▸ DIRECTIONS FOR THIS TASK: Change "star signs" to "asterisk markers" in the passage on estimating haplotype gap positions between "Figure 7 demonstrates a" and "with the threshold.", inclusive, and give that part again with the replacement made.

▸ SOURCE DOCUMENT:
Example of an SIH problem. Matrix R contains input fragments. h₁ and h₂ are the reconstructed haplotypes. Positions 4 and 6 are ambiguous because they are not covered by any input fragments.

The results in previous sections show the route of chaos in several extracted haplotype subsequences. These findings reveal a dependency among SNPs, which can serve as promising knowledge for determining the measure of alleles in ambiguous positions. For this purpose, it is necessary to first provide test sequences with gap positions. These sequences were obtained by corrupting the evaluated subsequences in a substitution of 10% of the individual subsequences for gaps. Next, each corrupted subsequence was mapped by CGR and its corresponding coordinate series was extracted as mentioned before. When dealing with gap measures, the algorithm was restarted and the next point was added between the center of line and the obtained allele. In the next step, the LP method estimated the allele measures in the gap positions. In deterministic chaotic flows, LP is generally applied for noise reduction. Since chaotic attractors are limited in their phase space, each divergence can be interpreted as noise. Regarding to this fact, the phase space is reconstructed. Afterwards, LP enhances the trajectories of the attractor locally. In particular, for each point, a set of its neighbors is found and a local curve which approximates them is determined. Finally, the considered point is updated by projecting to the resultant curve. Readers interested in the details of the LP algorithm may refer to an excellent book by Kantz and Schreiber⁵⁵.

In this problem, projection was only limited to the points which indicated gap positions. It should be noted that these points were initially set by the average of their neighbors’ measures. Next, a set of neighbors containing 2N + 1 points was constructed, which consisted of the considered point as well as N points before and N points after the considered point.

Figure 7 demonstrates a part of the coordinate series extracted from the first subsequence of Chromosome 1, which is fitted by the LP method. The star signs indicate positions with ambiguous measures projected to the fitted curve. To specify the allele measure of a gap position in the haplotype, the next step converts the value of the projected point to 0 or 1 by comparisons with the threshold.

$$h(i)=\{\begin{array}{ll}0 & if\,cs(i)\le 0.5,\\ 1 & Otherwise,\end{array}$$

(14)

where cs(i) refers to the ith ambiguous measure projected to the fitted curve and h(i) is the output for the ith position with a gap measure.

Figure 7

A part of the extracted coordinate series from Chromosome 1’s subsequence (Data), the fitted curve which is the output of the proposed method (Green Curve), and the star points indicating positions with ambiguous values which are determined by a projection to the fitted curve.

▸ SUPPLIED ENTRIES:
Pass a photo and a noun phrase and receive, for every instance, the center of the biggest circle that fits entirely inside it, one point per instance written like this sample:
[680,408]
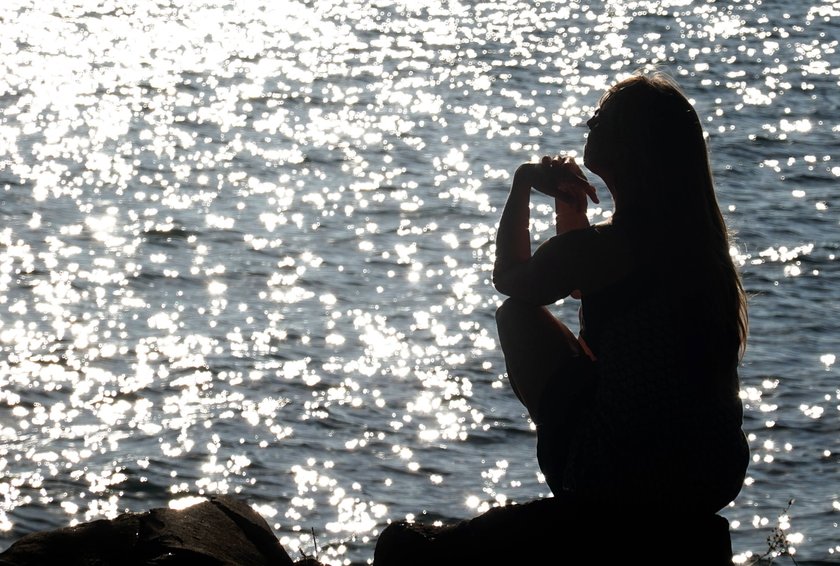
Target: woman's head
[647,143]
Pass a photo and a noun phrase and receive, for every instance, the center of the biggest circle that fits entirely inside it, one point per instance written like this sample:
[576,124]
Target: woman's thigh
[537,347]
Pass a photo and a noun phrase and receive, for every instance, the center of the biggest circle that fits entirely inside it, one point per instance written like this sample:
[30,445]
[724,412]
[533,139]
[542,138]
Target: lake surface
[246,248]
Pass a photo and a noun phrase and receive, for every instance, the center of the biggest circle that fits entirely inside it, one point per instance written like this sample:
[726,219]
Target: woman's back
[666,413]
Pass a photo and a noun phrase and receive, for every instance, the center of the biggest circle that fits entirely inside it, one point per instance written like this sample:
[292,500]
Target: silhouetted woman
[639,420]
[643,407]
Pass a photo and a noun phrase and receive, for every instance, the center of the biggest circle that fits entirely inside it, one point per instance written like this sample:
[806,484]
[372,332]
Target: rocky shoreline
[226,531]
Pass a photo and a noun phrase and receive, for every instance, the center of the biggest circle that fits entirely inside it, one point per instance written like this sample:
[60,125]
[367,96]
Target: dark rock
[222,531]
[533,533]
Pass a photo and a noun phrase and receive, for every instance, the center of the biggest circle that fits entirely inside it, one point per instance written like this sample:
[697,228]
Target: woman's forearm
[513,238]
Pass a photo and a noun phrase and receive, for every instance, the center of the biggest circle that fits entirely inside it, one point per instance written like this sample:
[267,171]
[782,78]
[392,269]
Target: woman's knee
[513,312]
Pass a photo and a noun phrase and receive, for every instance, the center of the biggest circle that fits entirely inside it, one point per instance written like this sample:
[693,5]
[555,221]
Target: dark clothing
[655,420]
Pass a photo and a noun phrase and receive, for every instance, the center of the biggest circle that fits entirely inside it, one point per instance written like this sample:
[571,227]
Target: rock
[533,533]
[222,531]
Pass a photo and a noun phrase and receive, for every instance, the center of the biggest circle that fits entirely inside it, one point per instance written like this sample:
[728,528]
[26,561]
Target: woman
[639,416]
[642,408]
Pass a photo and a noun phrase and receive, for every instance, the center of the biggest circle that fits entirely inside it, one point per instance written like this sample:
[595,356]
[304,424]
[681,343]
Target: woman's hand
[559,177]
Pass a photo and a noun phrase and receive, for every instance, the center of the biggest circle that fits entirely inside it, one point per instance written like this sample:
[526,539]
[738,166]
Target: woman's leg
[536,346]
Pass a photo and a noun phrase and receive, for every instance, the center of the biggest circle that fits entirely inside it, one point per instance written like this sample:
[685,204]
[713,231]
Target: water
[246,248]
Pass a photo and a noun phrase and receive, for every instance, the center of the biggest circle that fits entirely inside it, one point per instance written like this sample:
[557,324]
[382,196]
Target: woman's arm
[515,273]
[513,239]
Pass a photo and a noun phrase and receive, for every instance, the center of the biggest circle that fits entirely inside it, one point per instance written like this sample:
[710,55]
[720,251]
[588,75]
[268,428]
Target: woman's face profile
[596,149]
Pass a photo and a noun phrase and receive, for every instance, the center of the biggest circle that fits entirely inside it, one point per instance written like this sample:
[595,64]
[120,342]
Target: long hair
[664,195]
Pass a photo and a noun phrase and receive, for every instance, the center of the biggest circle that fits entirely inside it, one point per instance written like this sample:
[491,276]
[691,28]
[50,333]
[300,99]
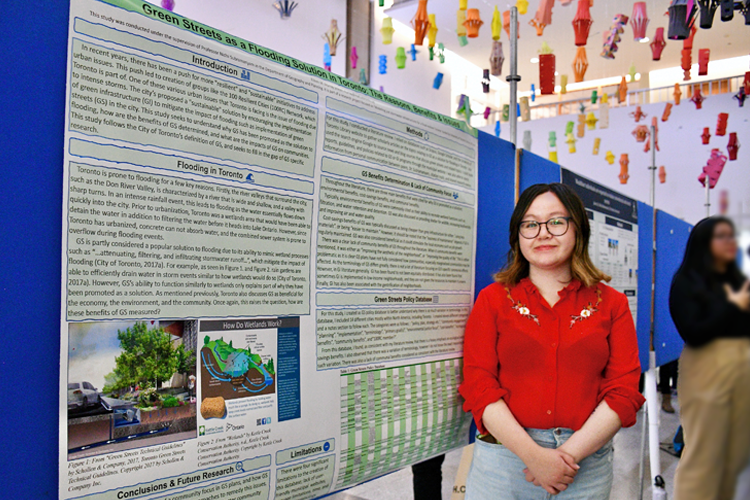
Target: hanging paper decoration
[667,112]
[543,16]
[657,44]
[733,146]
[473,23]
[612,37]
[591,120]
[400,58]
[382,64]
[326,57]
[413,52]
[432,33]
[506,25]
[682,15]
[624,176]
[703,57]
[708,9]
[582,22]
[461,28]
[563,84]
[285,7]
[486,81]
[580,64]
[420,22]
[547,73]
[697,98]
[387,30]
[333,36]
[638,114]
[639,21]
[527,140]
[662,175]
[713,168]
[622,91]
[496,59]
[640,133]
[721,124]
[604,112]
[496,25]
[438,81]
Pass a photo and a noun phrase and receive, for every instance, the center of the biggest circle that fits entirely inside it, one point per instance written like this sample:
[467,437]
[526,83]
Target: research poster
[613,245]
[266,267]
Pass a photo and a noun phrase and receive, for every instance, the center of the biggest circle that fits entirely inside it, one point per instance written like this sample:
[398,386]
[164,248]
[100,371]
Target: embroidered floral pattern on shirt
[521,308]
[587,311]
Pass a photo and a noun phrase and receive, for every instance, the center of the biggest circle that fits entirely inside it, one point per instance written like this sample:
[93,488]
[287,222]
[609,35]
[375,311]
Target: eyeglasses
[556,226]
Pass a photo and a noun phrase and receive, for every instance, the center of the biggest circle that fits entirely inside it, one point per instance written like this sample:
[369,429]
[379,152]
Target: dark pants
[428,479]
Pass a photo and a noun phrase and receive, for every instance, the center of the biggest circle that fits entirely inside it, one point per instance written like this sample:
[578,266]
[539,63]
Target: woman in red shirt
[550,361]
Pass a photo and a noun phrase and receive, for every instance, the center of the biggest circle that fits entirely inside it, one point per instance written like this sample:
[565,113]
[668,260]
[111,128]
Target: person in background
[550,361]
[710,305]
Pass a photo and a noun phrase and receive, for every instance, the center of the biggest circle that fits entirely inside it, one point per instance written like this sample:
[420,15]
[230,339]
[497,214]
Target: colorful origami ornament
[461,28]
[624,176]
[682,15]
[667,112]
[473,23]
[639,21]
[662,175]
[333,36]
[733,146]
[580,64]
[496,25]
[703,57]
[543,16]
[400,58]
[582,22]
[387,30]
[496,59]
[591,120]
[612,37]
[697,98]
[420,22]
[721,124]
[657,45]
[713,168]
[438,81]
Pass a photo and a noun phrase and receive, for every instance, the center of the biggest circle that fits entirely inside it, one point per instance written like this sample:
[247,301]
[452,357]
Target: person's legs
[427,478]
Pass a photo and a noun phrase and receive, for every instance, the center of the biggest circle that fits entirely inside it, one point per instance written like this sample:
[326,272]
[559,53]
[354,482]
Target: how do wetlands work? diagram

▸ RESPONSE TO THE EXERCISE:
Figure 7 demonstrates a part of the coordinate series extracted from the first subsequence of Chromosome 1, which is fitted by the LP method. The asterisk markers indicate positions with ambiguous measures projected to the fitted curve. To specify the allele measure of a gap position in the haplotype, the next step converts the value of the projected point to 0 or 1 by comparisons with the threshold.